Tarefas propostas:
1) Liste os dramaturgos que o artigo sobre "Shakespeare Apaixonado" chama de "monstros sagrados" da dramaturgia.
2) Responda com base no artigo sobre "Shakespeare Apaixonado":
(a) De que cidade o autor escreve?
(b) Em que data o texto foi publicado?
(c) A que lugar o teatro propriamente dito era comparado?
*** Artigo ***
São Paulo, sábado, 30 de janeiro de 1999

Texto Anterior | Próximo Texto | Índice

Dramaturgo fez da era elisabetana uma plataforma renascentista

GERALD THOMAS
de Nova York

Em "Shakespeare Apaixonado", não é a obra de William Shakespeare que está em questão. Aliás, neste filme, ela não passa de um mero pano de fundo, um pretexto incidental para o desenrolar de uma bem-humorada e simples história de amor.
O jovem Shakespeare, aqui, não é aquele autor que conseguiu driblar o "status quo" da draconiana Inglaterra elisabetana e reduzir os mistérios da vida a uma ilha ainda menor que seu país, o palco.
Suas inesquecíveis palavras mágicas e seus elaborados complôs usavam e abusavam de referências e lugares, pegavam emprestado conceitos existentes, subvertiam as tradições e se nutriam das fontes mais diversas de informação para retratar os complexos labirintos da mente humana e para colocar em cheque as evidentes contradições entre suas obsessões carnais e sua eterna busca espiritual.
Shakespeare fez da (exausta) era elisabetana uma verdadeira plataforma renascentista, cuja preocupação principal era a criação de um "novo homem", num novo mundo renascido das trevas medievais. Em suas próprias palavras, a Inglaterra era como o "Parque de Netuno; um lugar isolado pela fúria das águas que a protegiam das invasões, um palco psicótico, um lugar propício para a criação de revoltas e de teatro", protagonizado por nada menos que sua própria rainha, Elizabeth 1ª, e que tinha, como coadjuvantes, os "monstros sagrados" da dramaturgia, Christopher Marlowe, Ben Johnson e Thomas Kydman.
O evento teatral era, ainda assim, um ritual da rua, de praça pública ou de corte real, já que o teatro (o "playhouse") propriamente dito era um lugar considerado tão baixo quanto um bordel.
*** Material fornecido ***
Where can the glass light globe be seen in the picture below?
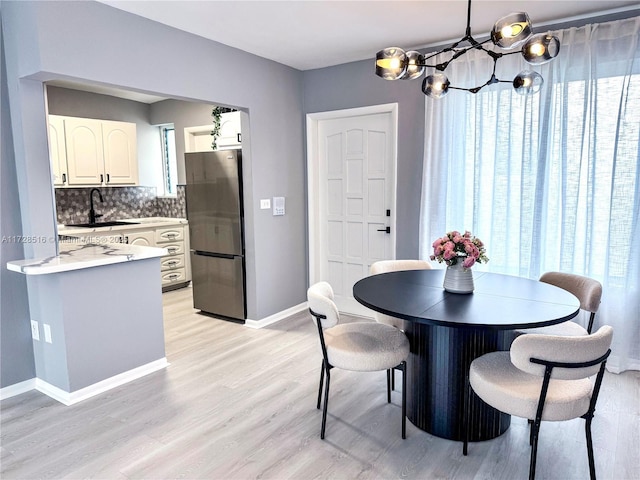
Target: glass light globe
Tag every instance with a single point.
(541, 48)
(528, 82)
(391, 63)
(415, 65)
(512, 30)
(436, 85)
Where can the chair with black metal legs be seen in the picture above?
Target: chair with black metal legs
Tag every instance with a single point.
(543, 377)
(357, 346)
(588, 291)
(385, 266)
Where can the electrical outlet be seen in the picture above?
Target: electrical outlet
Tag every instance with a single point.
(47, 332)
(35, 332)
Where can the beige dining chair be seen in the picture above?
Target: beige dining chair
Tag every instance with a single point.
(384, 266)
(588, 291)
(356, 346)
(542, 377)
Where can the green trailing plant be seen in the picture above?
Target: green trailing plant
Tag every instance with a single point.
(216, 114)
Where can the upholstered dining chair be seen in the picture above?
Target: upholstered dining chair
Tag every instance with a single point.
(356, 346)
(588, 291)
(384, 266)
(543, 377)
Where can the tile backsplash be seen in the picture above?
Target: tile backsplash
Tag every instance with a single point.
(72, 204)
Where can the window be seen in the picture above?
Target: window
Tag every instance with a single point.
(169, 164)
(549, 182)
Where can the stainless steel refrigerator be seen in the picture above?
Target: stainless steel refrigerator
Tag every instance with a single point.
(215, 213)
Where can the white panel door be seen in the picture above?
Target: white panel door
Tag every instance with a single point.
(357, 199)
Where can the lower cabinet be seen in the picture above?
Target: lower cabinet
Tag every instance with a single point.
(175, 269)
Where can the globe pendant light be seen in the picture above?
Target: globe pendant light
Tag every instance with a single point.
(512, 33)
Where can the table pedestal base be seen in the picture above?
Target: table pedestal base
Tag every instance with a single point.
(436, 373)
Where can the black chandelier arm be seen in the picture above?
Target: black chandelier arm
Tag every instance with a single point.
(491, 81)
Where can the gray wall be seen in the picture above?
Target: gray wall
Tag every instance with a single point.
(355, 85)
(91, 42)
(16, 347)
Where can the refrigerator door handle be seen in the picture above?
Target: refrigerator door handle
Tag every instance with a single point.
(217, 255)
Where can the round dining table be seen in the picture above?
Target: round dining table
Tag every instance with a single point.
(447, 331)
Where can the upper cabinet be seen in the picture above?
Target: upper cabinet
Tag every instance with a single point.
(58, 151)
(98, 152)
(120, 154)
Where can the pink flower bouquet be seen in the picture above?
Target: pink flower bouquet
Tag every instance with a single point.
(454, 247)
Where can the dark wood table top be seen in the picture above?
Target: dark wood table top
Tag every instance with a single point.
(500, 302)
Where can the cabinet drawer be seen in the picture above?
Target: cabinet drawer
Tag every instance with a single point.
(173, 248)
(171, 234)
(172, 262)
(174, 276)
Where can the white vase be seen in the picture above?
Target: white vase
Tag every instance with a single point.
(458, 279)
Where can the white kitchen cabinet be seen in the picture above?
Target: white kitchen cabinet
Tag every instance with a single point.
(174, 268)
(85, 155)
(172, 235)
(98, 152)
(120, 153)
(230, 132)
(58, 151)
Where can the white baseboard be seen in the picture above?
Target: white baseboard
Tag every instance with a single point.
(70, 398)
(17, 389)
(276, 317)
(617, 364)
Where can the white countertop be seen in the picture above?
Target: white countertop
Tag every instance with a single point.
(136, 224)
(76, 256)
***
Respostas:
1) Christopher Marlowe, Ben Johnson e Thomas Kydman.

2)
(a) Nova York.
(b) Sábado, 30 de janeiro de 1999.
(c) A um bordel.